• [TASK DIRECTIONS]: Find every line in the records below that holds the word "mask" and copy it.

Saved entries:
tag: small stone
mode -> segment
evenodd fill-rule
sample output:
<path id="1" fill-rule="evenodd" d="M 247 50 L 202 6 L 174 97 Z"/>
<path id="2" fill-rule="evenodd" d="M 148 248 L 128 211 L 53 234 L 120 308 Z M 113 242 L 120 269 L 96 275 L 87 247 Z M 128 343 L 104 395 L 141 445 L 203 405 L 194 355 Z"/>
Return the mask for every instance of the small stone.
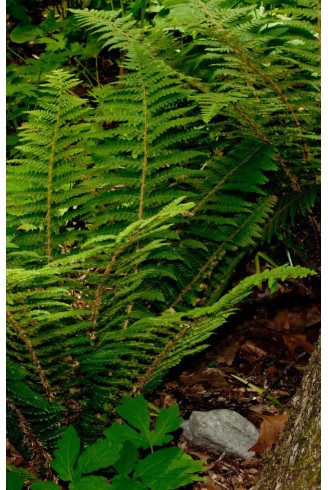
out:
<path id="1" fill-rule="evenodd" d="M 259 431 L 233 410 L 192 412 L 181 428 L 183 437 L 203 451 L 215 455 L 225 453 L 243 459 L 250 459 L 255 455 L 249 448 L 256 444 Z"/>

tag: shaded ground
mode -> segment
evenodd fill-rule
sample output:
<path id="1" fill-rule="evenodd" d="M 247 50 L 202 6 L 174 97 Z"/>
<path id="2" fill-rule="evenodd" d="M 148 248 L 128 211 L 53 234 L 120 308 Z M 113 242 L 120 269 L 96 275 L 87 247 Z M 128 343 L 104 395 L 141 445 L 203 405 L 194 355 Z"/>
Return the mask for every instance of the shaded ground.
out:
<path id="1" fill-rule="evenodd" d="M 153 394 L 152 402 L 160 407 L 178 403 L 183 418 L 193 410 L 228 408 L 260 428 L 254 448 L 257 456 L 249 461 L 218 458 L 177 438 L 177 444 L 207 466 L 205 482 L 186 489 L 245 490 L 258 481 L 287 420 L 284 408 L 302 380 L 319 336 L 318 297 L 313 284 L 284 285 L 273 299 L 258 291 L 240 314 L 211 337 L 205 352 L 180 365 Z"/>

...

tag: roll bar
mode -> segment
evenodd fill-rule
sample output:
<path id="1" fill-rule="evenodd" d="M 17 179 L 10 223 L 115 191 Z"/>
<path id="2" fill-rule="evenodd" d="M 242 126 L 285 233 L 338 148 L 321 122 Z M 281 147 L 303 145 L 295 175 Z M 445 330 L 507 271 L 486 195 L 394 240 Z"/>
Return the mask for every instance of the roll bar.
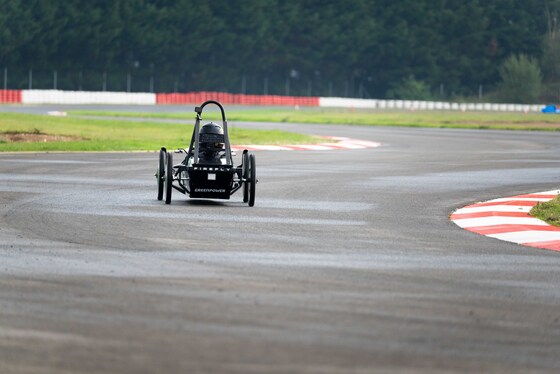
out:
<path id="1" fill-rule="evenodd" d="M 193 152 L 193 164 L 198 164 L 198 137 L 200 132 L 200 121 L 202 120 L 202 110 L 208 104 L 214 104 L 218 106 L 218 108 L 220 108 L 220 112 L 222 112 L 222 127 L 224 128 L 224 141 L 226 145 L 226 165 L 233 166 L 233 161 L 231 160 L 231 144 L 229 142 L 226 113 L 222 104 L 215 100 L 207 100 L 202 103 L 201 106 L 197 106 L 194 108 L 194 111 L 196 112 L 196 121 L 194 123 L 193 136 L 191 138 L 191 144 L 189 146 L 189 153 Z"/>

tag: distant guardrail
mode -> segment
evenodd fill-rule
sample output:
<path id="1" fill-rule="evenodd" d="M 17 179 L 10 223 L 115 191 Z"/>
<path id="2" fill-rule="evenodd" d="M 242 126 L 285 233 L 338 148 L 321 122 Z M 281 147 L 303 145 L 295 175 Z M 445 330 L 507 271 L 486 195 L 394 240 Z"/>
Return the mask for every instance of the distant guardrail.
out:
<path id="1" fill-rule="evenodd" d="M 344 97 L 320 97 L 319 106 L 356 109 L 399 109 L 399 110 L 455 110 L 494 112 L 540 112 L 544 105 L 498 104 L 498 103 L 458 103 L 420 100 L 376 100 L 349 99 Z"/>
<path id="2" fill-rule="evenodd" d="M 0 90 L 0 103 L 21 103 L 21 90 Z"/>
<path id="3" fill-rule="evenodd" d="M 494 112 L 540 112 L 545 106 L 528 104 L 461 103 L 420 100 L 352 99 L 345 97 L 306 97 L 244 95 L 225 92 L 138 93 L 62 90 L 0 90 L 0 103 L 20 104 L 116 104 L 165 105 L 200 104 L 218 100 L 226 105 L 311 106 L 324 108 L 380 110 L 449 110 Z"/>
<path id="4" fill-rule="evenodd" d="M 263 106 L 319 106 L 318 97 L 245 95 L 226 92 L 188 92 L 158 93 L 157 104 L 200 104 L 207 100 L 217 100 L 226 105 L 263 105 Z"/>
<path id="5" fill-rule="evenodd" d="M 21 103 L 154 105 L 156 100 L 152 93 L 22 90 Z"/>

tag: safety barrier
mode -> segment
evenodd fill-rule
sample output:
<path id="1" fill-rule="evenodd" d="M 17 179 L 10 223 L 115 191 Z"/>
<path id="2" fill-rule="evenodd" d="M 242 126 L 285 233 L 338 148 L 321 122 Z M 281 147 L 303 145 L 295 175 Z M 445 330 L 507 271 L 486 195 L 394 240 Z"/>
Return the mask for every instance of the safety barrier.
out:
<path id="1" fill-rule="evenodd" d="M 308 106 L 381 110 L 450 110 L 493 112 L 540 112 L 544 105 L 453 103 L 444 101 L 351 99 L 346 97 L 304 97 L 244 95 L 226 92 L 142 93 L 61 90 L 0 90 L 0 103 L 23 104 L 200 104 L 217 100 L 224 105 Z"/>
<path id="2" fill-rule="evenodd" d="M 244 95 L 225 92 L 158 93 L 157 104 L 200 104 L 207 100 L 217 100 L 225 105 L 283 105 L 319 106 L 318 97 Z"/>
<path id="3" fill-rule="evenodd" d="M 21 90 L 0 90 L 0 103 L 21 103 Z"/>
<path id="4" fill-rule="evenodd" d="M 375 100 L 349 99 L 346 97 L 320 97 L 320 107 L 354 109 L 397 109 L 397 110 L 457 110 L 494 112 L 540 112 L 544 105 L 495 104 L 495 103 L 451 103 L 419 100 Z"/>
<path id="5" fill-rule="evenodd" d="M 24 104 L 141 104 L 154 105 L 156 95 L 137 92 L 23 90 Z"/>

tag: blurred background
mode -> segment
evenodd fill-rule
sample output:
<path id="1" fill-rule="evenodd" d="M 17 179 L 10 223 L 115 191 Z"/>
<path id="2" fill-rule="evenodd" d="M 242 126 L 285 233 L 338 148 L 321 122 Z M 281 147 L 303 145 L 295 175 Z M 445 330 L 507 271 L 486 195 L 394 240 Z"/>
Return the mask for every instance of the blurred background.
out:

• [ANSWER SPACE]:
Return the mask for every instance of the small stone.
Return the mask for every instance of the shaded ground.
Return the mask for every instance of the roll bar.
Return the mask for every instance of the distant guardrail.
Return the mask for every instance of the safety barrier.
Return the mask for every instance of the blurred background.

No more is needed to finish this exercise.